**Exercise**
Find every line in the listing below that contains the string "position", and copy each of those lines out in full. Matching is case-sensitive.

**Records supplied**
-- Begin --

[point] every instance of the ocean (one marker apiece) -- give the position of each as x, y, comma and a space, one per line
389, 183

-- End --
-- Begin --

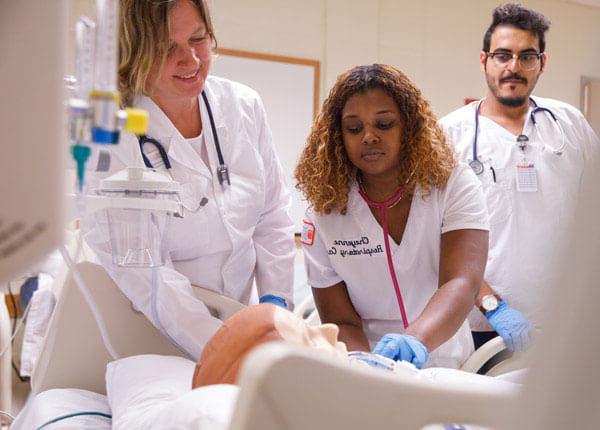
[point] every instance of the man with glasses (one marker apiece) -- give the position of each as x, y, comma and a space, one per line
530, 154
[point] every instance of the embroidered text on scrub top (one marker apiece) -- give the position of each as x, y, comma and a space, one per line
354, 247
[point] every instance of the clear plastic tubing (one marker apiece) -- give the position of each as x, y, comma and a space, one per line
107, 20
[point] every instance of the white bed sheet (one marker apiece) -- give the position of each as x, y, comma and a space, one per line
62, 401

-- End --
-- Begin --

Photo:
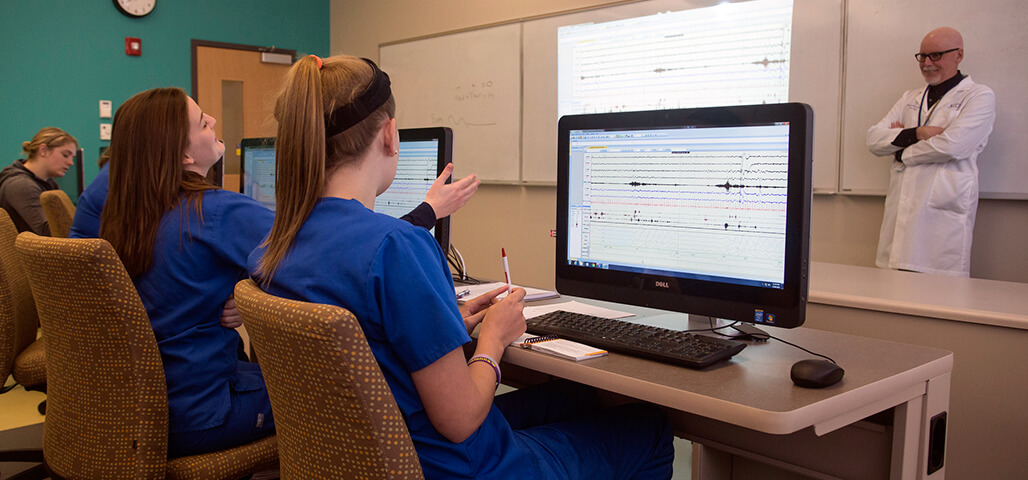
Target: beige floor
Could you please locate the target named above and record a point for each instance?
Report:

-- End --

**Task solution**
[point] every instance of the ocean (one marker apiece) -- give the position of each as x, y, comma and a space, one per line
[point] every instance of the man with glasses (one marker apiece) -- give the position of each as x, y, comma and a space, one per line
[point] every instance of the embroidered text on scrub top (one marker apiece) -- give the position of each as x, y, comma and a space, one per line
[point] every instance of the clear plastic tubing (one marker apiece) -- give the position of each as x, y, comma and a space, one per line
[point] every instance of the white bed sheet (one marker apiece) -- give the position of each as x, y, comma and a space, one per line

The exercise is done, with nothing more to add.